• _TASK DESCRIPTION_: Convert the lines of the records below into a Markdown table with the columns "Row" and "Text," giving each line its row number and skipping blank lines. Leave the pictures out of the table.

(Contour labeling items)
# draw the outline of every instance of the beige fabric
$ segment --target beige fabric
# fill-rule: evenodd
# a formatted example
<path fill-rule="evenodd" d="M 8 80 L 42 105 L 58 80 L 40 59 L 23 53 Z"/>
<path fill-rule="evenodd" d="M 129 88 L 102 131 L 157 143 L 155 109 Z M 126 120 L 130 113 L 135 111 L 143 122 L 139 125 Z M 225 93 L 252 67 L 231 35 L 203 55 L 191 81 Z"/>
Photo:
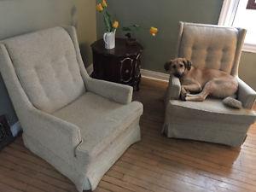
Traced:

• _OUTPUT FOR THIS TASK_:
| Row | Text |
|---|---|
| 1 | # draw the outline of every instance of the beige fabric |
| 2 | $ segment --target beige fabric |
| 3 | # fill-rule: evenodd |
| 4 | # a formatted example |
| 5 | <path fill-rule="evenodd" d="M 8 80 L 42 105 L 58 80 L 40 59 L 23 53 Z"/> |
| 6 | <path fill-rule="evenodd" d="M 129 88 L 102 131 L 157 143 L 155 109 Z M 126 120 L 130 113 L 135 111 L 143 122 L 139 125 Z M 225 93 L 252 67 L 231 35 L 203 55 L 191 81 Z"/> |
| 7 | Photo: |
| 8 | Traced: |